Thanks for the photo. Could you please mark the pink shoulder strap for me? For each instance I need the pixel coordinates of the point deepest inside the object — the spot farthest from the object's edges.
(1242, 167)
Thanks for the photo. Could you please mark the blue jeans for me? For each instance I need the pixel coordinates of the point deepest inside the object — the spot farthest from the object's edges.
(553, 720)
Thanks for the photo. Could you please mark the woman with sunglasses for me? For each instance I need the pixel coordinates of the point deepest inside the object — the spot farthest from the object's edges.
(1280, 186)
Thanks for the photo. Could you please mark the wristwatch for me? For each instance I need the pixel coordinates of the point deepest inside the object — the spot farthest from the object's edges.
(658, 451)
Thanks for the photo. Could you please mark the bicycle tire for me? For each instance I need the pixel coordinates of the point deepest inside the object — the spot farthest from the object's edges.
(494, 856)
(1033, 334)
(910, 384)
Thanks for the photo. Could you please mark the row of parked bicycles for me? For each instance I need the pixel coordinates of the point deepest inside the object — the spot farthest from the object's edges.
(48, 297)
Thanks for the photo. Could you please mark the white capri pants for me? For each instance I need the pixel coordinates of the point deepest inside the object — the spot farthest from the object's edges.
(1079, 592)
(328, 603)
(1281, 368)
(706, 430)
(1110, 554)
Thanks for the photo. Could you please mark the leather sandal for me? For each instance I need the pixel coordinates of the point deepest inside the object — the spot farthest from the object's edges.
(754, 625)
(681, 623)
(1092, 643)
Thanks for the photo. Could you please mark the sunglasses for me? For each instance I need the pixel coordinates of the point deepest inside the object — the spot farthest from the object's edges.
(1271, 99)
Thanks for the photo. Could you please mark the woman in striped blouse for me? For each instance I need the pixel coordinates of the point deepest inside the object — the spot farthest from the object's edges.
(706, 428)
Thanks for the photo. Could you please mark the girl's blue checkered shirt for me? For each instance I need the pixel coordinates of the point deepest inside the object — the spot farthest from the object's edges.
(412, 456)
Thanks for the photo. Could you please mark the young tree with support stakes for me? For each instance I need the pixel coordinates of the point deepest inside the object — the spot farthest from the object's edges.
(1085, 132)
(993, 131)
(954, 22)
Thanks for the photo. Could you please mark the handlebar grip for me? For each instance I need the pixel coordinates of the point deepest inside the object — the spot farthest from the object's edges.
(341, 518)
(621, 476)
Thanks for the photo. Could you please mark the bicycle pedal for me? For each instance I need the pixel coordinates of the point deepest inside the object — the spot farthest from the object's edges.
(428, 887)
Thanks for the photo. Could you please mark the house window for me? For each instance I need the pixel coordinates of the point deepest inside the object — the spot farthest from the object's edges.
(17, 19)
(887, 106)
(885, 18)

* [TO DO]
Repeat the entries shown above, every one, word for word.

* [EXERCISE OUTPUT]
Thanks for the photo. Could you please mark the pink shoulder strap for me? For each instance I need the pixel coordinates of the point deepest inside the object — the spot farthest from the object's edges.
(1242, 167)
Thanks for the photo. Could you please mark the blue jeans for me? For each instance I need the pixel coordinates of the point deepest inside the object — the spot farthest from the object's edges.
(553, 720)
Thanks for the photo. Could you please mark the woman with sunglasses for me? For each instance I need the pixel coordinates of the point deepest inside the object — the spot farthest from the object's edges.
(1280, 186)
Thanks for the photo. Could you please mark the wristwatch for me? For each instance I need the pixel coordinates of the point deepest inside the object — the spot farthest from the object's edges.
(658, 451)
Thanks for the photo. Could you please mark the bicycle tire for me? For each instance I need the pixel coordinates of the point deepest inside the object — the spot farthest from the object's edges.
(494, 856)
(1033, 334)
(910, 384)
Thanks for the photo. Could you please mark the row of parked bicycles for me? For each instance I need the pixel coordinates of the point deepest inside the object — the spot farthest from the object's edges.
(48, 297)
Thanks for the photo. Could you please mark the white capri pants for me? For each instance I need the pixel coordinates of the point deepest inside the object — the spot farthest from the object's edges.
(1079, 592)
(328, 603)
(1281, 368)
(706, 430)
(1110, 554)
Thanks for the photo. Could you please mark the leather sandal for me? For each instance I need the pixel coordinates of the point deepest inside the object — the spot farthest from the object's edges.
(754, 625)
(681, 623)
(1092, 643)
Thanks for the photo. Could you please mark the sunglasses for me? For each instance I need the pixel coordinates of the point deepest inside the object — the spot farthest from the object's edges.
(1271, 99)
Thanks for the photo. Could you please mark the woman in striped blouse for me? For each instance I need the pixel coordinates of the point deepest inside the object — the spot farthest from the object's edges.
(706, 428)
Thanks for the photo. Could you please mark the girl's blue checkered shirt for me? For each instance I need the pixel coordinates of the point deepest inside the object — the spot farthest from the object's edges.
(412, 456)
Thanks for the photo. Could you please mark the young tree with support stakes for me? For each instance I need the pixel coordinates of the point deepest inside the object — the spot farthest from the object's edges.
(1085, 132)
(993, 131)
(954, 22)
Thanks for the photo. Could you please mark the handlebar grip for me? For each instance I need the pixel coordinates of the point deepest inside the object — the spot farthest from the object's edges.
(341, 518)
(621, 476)
Thanks for the photo. Could you please mark the bicycle pedal for me? For each instance I need the pixel coordinates of the point deepest inside the object — the spot farthest from the object's edges.
(428, 887)
Thanks for the photo. Could you please mark the house window for me? For each instance I need the pixel coordinates of the point deepest inside the object — the spot farthest from the object's edges.
(17, 19)
(887, 106)
(885, 18)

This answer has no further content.